Problem requirements:
Can you revise the material below so that every "cumulus cloud" reads "cumulonimbus cloud", with nothing else altered?

Records for processing:
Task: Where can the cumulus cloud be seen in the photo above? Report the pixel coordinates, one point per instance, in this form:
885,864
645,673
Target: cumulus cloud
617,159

Result of this task:
Task: Where can the cumulonimbus cloud be seen in the photo above? Report the pixel coordinates, one point per instance, in this form:
885,864
645,673
Target: cumulonimbus cloud
617,159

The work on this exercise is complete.